### [Work required]
Copy the stretch of the message on UTF-8 in URIs from "where H is a" through "(from %gXXXX to %zXXXX).", swapping "undefined" for "unassigned".

UTF-8 in URIs from Xuan Baldauf on 2000-10-08 (uri@w3.org from October 2000)

From: Xuan Baldauf <xuan--uri@baldauf.org>
Date: Mon, 09 Oct 2000 01:27:17 +0200
To: uri@w3c.org
Message-ID: <39E102D5.4A08112D@baldauf.org>
Hello,

I'm new to this list (and therefore maybe this issue has been flamed to
death or is an FAQ), but I could not find anything in the list archives
to following issue:

The use of "UTF-8 over %HH" as default encoding for non-ASCII characters
as recommended in memo RFC2718 Section 2.2.5 is a BadThing(tm) and
strongly against "common practice".

Many applications (including current Netscape Communicator and Internet
Explorer) tend to assume that every byte above 127 is Latin-1 or even
cp1252. This assumption will get wrong when HTTP clients start to use
the byte-space of Latin-1 for UTF-8. That's why I implemented Unicode it
on my project both client and server side as UTF-16 encoding like

%uHHHH

where H is a hex digit, big endian. The full value makes up a UTF-16
value. Because in the old escape form %HH, H can only be in range
['0'..'9','A'..'F','a'..'f'], we have plenty of namespace which is
currently undefined (from %gXXXX to %zXXXX).

### [Records supplied]

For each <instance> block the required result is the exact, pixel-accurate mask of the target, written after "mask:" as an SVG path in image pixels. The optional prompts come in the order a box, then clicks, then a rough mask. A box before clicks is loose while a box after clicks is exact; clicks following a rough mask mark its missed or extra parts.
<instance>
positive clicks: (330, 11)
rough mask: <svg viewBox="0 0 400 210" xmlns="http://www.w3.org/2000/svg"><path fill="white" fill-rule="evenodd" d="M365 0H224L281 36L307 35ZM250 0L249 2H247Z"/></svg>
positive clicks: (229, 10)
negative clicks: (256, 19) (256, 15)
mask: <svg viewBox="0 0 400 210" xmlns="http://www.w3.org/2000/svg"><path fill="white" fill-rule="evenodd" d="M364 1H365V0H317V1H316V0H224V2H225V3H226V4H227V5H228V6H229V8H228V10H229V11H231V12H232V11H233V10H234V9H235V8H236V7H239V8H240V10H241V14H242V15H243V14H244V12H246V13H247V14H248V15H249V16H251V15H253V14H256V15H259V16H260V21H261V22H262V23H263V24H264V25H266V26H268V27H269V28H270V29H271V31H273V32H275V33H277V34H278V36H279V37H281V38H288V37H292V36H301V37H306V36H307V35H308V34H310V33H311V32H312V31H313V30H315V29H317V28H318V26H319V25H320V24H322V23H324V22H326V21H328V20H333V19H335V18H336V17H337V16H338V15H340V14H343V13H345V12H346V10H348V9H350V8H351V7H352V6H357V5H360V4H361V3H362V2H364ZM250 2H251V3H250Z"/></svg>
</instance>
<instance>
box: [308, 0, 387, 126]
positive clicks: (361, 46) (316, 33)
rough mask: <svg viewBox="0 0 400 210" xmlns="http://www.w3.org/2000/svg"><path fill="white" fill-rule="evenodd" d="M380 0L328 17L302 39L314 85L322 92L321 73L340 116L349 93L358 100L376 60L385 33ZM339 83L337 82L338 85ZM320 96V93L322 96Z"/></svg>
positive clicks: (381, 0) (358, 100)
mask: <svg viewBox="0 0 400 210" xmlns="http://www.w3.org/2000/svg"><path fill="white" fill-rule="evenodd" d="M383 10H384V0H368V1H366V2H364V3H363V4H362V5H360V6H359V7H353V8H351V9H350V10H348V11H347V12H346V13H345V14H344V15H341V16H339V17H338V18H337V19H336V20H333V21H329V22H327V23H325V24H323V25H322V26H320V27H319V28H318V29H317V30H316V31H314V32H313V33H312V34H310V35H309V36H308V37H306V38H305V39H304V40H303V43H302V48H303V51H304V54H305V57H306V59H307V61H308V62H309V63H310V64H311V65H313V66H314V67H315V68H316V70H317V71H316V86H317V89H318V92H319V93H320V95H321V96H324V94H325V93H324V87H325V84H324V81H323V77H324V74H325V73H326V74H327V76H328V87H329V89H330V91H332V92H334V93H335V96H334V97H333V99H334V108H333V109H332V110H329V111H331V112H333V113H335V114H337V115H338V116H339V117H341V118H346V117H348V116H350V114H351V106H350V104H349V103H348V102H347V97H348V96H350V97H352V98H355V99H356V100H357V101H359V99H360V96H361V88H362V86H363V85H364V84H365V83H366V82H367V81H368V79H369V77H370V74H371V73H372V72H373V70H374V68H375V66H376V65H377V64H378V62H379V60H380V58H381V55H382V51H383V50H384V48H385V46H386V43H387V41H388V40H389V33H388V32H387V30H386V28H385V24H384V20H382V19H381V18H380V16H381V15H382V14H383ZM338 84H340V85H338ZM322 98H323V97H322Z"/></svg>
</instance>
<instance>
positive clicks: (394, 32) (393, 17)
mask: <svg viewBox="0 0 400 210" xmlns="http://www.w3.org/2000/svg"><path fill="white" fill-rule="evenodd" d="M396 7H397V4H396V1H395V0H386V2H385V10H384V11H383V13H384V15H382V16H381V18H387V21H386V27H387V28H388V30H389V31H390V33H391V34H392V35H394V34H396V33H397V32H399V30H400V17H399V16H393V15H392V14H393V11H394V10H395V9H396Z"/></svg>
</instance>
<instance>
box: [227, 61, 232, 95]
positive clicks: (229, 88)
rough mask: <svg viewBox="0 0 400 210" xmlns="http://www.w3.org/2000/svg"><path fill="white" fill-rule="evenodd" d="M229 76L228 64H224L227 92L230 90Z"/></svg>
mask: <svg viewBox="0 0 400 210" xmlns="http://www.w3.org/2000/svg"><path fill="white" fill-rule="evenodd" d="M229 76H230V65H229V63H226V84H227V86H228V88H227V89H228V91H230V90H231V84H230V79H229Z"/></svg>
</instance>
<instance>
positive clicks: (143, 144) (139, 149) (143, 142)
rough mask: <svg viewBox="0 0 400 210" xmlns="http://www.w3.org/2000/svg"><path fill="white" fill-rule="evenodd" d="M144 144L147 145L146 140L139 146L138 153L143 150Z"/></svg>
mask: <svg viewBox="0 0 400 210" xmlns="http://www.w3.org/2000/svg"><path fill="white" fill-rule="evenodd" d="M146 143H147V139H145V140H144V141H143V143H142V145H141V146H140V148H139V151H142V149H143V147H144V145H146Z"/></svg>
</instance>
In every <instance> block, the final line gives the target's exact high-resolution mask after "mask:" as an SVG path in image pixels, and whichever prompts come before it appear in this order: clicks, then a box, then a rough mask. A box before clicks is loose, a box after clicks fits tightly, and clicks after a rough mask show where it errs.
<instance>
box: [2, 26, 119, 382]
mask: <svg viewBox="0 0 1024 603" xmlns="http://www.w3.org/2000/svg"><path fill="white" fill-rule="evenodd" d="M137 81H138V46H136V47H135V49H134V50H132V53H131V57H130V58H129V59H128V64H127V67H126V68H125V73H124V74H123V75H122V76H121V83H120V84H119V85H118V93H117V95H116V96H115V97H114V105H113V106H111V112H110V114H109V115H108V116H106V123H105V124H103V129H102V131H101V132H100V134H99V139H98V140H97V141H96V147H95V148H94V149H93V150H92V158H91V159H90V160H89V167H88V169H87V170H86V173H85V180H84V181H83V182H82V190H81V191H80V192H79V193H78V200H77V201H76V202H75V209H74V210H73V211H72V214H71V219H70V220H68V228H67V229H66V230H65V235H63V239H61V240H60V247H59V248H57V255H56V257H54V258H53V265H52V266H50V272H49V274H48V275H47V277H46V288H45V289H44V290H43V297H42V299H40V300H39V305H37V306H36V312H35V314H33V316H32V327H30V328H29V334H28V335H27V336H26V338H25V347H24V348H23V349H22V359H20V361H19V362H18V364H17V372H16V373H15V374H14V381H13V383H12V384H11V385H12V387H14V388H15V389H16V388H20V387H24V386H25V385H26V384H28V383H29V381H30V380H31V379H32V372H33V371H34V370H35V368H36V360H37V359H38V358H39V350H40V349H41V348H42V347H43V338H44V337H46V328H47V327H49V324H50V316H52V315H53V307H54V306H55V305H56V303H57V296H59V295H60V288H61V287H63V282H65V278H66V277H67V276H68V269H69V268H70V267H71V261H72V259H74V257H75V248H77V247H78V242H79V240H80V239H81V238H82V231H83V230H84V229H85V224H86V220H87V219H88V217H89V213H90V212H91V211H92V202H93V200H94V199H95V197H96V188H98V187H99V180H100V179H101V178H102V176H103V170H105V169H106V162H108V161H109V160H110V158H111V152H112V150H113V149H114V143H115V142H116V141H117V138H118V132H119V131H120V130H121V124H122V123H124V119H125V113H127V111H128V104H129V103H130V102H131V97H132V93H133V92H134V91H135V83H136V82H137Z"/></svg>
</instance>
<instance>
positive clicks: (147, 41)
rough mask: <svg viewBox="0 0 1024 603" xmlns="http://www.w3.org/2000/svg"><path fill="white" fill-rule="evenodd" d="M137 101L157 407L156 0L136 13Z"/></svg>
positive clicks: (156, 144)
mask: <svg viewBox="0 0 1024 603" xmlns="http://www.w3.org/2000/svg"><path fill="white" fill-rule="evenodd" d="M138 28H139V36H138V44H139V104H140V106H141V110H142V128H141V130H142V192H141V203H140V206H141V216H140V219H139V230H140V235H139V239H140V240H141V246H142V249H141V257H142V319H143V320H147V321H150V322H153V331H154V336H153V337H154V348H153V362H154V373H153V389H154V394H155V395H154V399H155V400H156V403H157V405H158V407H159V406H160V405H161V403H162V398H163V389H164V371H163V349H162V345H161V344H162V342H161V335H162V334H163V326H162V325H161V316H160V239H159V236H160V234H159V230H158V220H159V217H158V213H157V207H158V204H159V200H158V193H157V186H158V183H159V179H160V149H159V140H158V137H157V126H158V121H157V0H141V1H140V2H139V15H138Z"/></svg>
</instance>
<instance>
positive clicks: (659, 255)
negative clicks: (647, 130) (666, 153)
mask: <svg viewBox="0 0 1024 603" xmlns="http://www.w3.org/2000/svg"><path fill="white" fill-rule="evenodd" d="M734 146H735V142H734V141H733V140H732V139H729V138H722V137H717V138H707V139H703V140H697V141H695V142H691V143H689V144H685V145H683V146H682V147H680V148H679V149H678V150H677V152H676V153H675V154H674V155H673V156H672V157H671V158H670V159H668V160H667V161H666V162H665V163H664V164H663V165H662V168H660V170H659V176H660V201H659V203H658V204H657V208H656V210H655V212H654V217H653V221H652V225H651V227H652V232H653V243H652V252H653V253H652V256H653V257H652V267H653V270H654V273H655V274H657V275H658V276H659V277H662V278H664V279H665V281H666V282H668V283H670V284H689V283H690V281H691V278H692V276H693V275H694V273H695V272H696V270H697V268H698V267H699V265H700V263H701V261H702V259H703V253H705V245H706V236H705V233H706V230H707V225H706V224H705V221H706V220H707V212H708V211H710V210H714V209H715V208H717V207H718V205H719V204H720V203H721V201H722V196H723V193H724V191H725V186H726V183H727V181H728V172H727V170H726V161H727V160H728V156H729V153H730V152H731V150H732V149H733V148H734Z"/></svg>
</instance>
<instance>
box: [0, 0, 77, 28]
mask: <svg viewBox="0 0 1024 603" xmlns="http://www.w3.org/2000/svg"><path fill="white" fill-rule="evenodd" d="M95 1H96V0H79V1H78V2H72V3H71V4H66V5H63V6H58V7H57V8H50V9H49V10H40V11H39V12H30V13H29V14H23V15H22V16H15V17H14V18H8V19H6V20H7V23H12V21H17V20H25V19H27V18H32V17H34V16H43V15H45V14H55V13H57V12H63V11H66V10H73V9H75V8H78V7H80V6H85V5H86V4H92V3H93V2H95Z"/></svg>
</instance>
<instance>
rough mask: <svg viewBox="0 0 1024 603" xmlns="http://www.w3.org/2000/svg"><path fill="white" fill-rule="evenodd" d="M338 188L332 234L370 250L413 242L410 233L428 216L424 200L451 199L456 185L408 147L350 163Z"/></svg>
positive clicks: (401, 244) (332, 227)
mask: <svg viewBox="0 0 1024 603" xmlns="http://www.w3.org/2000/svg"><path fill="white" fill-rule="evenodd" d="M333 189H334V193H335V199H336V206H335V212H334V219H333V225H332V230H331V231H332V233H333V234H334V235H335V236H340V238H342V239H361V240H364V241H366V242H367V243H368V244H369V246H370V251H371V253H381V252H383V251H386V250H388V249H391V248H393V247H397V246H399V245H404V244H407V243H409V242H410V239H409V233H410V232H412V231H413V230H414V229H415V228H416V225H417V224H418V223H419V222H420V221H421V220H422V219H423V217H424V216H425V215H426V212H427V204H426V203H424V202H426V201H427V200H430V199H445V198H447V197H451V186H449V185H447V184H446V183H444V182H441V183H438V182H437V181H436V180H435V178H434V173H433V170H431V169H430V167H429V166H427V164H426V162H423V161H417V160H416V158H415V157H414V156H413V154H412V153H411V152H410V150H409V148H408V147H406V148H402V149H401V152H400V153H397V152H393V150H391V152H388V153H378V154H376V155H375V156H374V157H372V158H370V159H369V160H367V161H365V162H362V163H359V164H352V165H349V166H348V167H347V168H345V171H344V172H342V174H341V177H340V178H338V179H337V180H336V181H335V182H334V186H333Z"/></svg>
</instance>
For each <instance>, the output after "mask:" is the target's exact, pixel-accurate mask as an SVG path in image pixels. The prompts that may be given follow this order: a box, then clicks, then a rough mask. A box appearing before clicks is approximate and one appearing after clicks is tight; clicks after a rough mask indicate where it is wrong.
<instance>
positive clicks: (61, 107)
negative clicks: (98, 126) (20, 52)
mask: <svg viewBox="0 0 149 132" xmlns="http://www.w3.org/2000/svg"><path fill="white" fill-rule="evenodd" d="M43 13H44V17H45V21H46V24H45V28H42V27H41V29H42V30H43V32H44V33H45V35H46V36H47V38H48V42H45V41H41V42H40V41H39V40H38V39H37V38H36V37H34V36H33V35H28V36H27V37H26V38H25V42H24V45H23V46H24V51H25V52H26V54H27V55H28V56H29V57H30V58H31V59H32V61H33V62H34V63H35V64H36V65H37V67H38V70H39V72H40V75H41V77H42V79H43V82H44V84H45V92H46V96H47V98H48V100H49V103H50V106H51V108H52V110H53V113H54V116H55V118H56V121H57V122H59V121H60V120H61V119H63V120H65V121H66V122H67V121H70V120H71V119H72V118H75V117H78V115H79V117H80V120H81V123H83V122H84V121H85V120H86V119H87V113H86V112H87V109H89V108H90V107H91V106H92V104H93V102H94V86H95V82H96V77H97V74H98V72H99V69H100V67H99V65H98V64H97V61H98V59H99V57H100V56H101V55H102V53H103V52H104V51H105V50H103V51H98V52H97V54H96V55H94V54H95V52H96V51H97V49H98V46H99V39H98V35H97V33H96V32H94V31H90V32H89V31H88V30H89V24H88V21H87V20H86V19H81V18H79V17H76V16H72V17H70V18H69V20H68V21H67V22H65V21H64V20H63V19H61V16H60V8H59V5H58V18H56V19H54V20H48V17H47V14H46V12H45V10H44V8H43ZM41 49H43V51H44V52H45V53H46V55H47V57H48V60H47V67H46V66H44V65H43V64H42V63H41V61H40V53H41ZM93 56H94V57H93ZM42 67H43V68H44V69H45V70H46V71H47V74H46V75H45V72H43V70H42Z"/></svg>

### [Answer to this task]
where H is a hex digit, big endian. The full value makes up a UTF-16
value. Because in the old escape form %HH, H can only be in range
['0'..'9','A'..'F','a'..'f'], we have plenty of namespace which is
currently unassigned (from %gXXXX to %zXXXX).